▶ [Task] Every line in the listing below that holds the word "block" should be returned.

▶ [Data records]
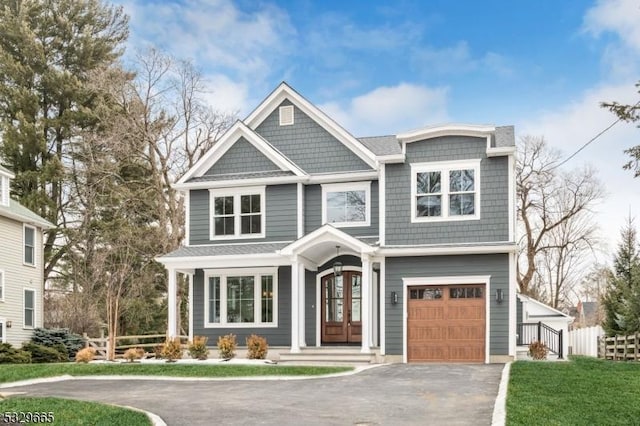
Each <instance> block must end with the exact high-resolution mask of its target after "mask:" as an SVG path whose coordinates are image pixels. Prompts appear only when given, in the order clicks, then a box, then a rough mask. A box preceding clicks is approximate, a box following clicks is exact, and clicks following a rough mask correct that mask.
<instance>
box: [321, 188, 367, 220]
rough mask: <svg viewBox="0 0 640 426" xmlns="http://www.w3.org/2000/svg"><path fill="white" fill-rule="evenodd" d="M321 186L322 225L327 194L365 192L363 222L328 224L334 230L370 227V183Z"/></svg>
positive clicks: (326, 198) (324, 215)
mask: <svg viewBox="0 0 640 426" xmlns="http://www.w3.org/2000/svg"><path fill="white" fill-rule="evenodd" d="M321 186H322V224H323V225H324V224H325V223H328V222H327V194H328V193H330V192H346V191H364V192H365V220H364V221H361V222H333V223H329V225H331V226H335V227H336V228H354V227H359V226H371V181H367V182H347V183H327V184H323V185H321Z"/></svg>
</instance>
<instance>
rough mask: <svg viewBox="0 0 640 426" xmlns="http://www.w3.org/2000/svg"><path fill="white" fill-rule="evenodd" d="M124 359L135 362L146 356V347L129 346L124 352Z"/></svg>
mask: <svg viewBox="0 0 640 426" xmlns="http://www.w3.org/2000/svg"><path fill="white" fill-rule="evenodd" d="M123 357H124V359H126V360H127V361H128V362H134V361H137V360H139V359H142V357H144V349H142V348H129V349H127V350H126V351H125V352H124V355H123Z"/></svg>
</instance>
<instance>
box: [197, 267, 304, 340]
mask: <svg viewBox="0 0 640 426" xmlns="http://www.w3.org/2000/svg"><path fill="white" fill-rule="evenodd" d="M204 285H205V283H204V273H203V271H202V269H196V273H195V275H194V277H193V300H194V303H193V318H192V320H193V334H194V335H195V336H206V337H208V338H209V343H208V346H215V345H216V342H217V341H218V336H224V335H225V334H229V333H232V334H235V335H236V339H237V341H238V346H245V339H246V338H247V337H248V336H250V335H251V334H254V333H255V334H257V335H259V336H262V337H265V338H266V339H267V343H268V344H269V346H290V345H291V267H289V266H281V267H279V268H278V327H269V328H265V327H254V328H231V327H229V328H205V327H204V312H205V310H204V304H205V303H206V301H205V300H204Z"/></svg>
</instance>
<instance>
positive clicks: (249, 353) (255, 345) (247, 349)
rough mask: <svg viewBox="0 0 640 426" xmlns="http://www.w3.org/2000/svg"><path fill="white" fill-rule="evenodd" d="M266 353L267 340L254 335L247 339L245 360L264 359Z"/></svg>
mask: <svg viewBox="0 0 640 426" xmlns="http://www.w3.org/2000/svg"><path fill="white" fill-rule="evenodd" d="M268 351H269V345H267V339H265V338H264V337H261V336H258V335H256V334H252V335H251V336H249V337H247V358H249V359H265V358H266V357H267V352H268Z"/></svg>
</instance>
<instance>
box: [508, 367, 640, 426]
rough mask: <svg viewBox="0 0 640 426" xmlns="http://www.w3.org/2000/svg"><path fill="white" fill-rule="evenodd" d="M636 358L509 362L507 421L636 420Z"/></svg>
mask: <svg viewBox="0 0 640 426" xmlns="http://www.w3.org/2000/svg"><path fill="white" fill-rule="evenodd" d="M639 423H640V363H638V362H636V363H633V362H627V363H623V362H613V361H605V360H601V359H595V358H586V357H575V358H573V359H572V360H571V361H569V362H534V361H518V362H515V363H514V364H513V365H512V366H511V374H510V379H509V391H508V395H507V425H509V426H512V425H536V426H537V425H563V426H564V425H637V424H639Z"/></svg>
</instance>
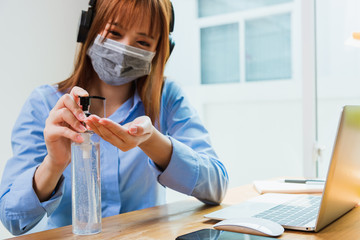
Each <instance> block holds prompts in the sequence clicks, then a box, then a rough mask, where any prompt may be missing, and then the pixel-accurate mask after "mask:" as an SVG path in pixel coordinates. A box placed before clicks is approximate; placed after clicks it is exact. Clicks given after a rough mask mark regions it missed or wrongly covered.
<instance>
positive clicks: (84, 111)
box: [79, 96, 105, 117]
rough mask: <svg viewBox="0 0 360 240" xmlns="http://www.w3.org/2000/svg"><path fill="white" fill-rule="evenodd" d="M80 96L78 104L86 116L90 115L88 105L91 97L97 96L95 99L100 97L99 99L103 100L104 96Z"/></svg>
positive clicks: (93, 97)
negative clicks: (101, 96)
mask: <svg viewBox="0 0 360 240" xmlns="http://www.w3.org/2000/svg"><path fill="white" fill-rule="evenodd" d="M79 98H80V105H81V108H82V110H83V111H84V113H85V115H86V116H87V117H88V116H90V115H91V113H90V112H89V111H90V105H91V98H97V99H101V100H103V101H104V100H105V98H104V97H99V96H86V97H81V96H79Z"/></svg>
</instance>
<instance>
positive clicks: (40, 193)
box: [33, 87, 89, 202]
mask: <svg viewBox="0 0 360 240" xmlns="http://www.w3.org/2000/svg"><path fill="white" fill-rule="evenodd" d="M88 95H89V94H88V92H87V91H85V90H84V89H82V88H79V87H74V88H73V89H72V90H71V92H70V94H65V95H63V96H62V97H61V98H60V99H59V100H58V102H57V103H56V105H55V107H54V108H53V109H52V110H51V111H50V113H49V117H48V118H47V119H46V123H45V128H44V138H45V144H46V148H47V152H48V154H47V156H46V157H45V159H44V161H43V162H42V163H41V164H40V166H39V167H38V168H37V170H36V172H35V175H34V179H33V188H34V191H35V192H36V194H37V196H38V198H39V200H40V201H41V202H42V201H46V200H48V199H49V198H50V197H51V193H52V192H53V191H54V189H55V187H56V185H57V183H58V182H59V179H60V177H61V175H62V173H63V171H64V170H65V168H66V167H67V166H68V165H69V163H70V161H71V141H74V142H82V141H83V139H82V137H81V134H80V133H79V132H84V131H86V128H85V127H84V126H83V125H82V122H83V121H84V120H85V118H86V117H85V114H84V112H83V111H82V109H81V108H80V104H79V102H80V99H79V96H88Z"/></svg>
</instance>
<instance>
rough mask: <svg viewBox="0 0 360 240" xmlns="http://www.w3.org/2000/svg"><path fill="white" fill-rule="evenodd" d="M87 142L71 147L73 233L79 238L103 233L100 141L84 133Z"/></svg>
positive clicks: (73, 145)
mask: <svg viewBox="0 0 360 240" xmlns="http://www.w3.org/2000/svg"><path fill="white" fill-rule="evenodd" d="M82 136H83V138H84V142H83V143H81V144H79V143H75V142H73V143H72V144H71V163H72V229H73V233H75V234H78V235H89V234H95V233H99V232H101V188H100V186H101V184H100V145H99V137H98V136H97V135H95V134H94V133H93V132H85V133H82Z"/></svg>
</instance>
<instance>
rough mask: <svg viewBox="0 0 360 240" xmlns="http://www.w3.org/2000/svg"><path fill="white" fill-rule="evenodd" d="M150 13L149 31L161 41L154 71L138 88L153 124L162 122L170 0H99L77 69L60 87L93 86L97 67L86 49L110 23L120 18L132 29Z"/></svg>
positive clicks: (71, 87)
mask: <svg viewBox="0 0 360 240" xmlns="http://www.w3.org/2000/svg"><path fill="white" fill-rule="evenodd" d="M147 16H150V21H151V22H150V24H149V26H150V29H149V33H150V35H152V36H155V35H158V36H159V41H158V45H157V47H156V55H155V57H154V59H153V61H152V66H151V72H150V74H149V75H148V76H144V77H142V78H140V79H138V80H137V87H138V91H139V95H140V97H141V100H142V102H143V104H144V108H145V114H146V115H147V116H149V117H150V118H151V120H152V122H153V123H155V122H158V121H157V120H158V119H159V113H160V99H161V89H162V85H163V81H164V80H163V79H164V76H163V75H164V69H165V63H166V61H167V59H168V57H169V26H170V21H171V19H170V18H171V17H172V14H171V3H170V1H169V0H98V1H97V3H96V6H95V17H94V20H93V23H92V25H91V28H90V30H89V33H88V36H87V39H86V41H85V42H84V43H83V44H81V45H80V49H79V51H78V54H77V57H76V60H75V66H74V71H73V73H72V74H71V76H70V77H69V78H68V79H66V80H64V81H62V82H60V83H58V90H59V91H61V92H69V91H70V90H71V88H73V87H74V86H79V87H81V88H84V89H86V90H88V89H89V86H90V85H91V82H90V81H91V74H93V73H94V70H93V67H92V64H91V60H90V58H89V57H88V56H87V54H86V52H87V51H88V49H89V47H90V46H91V44H92V43H93V41H94V39H95V38H96V36H97V35H98V34H99V33H100V32H102V31H103V30H104V29H105V26H106V24H107V23H109V22H113V21H115V20H119V21H121V24H122V25H123V26H124V27H127V28H130V27H131V26H132V25H133V24H136V23H138V21H142V18H144V17H147Z"/></svg>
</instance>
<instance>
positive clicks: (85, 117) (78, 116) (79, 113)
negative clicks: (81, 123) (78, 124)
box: [78, 112, 86, 121]
mask: <svg viewBox="0 0 360 240" xmlns="http://www.w3.org/2000/svg"><path fill="white" fill-rule="evenodd" d="M85 118H86V117H85V114H84V113H83V112H81V113H79V114H78V119H79V120H81V121H83V120H85Z"/></svg>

▶ [Response area]
Each <instance> block must end with the exact high-resolution mask of its target after "mask:" as an SVG path whose coordinates are image pixels. Prompts appear only when given, in the order clicks, then a box, then a rough mask. A box preceding clicks is approximate, a box following clicks is exact, and clicks following a rough mask correct that mask.
Each <instance> block holds prompts in the sequence clicks, then a box, then a rough mask, where any prompt may be missing, and then the pixel-accurate mask after "mask:" as an SVG path in pixel coordinates. A box placed before clicks is approximate; placed after clicks it is exact. Clicks given after a rough mask mark regions it missed or wrongly covered.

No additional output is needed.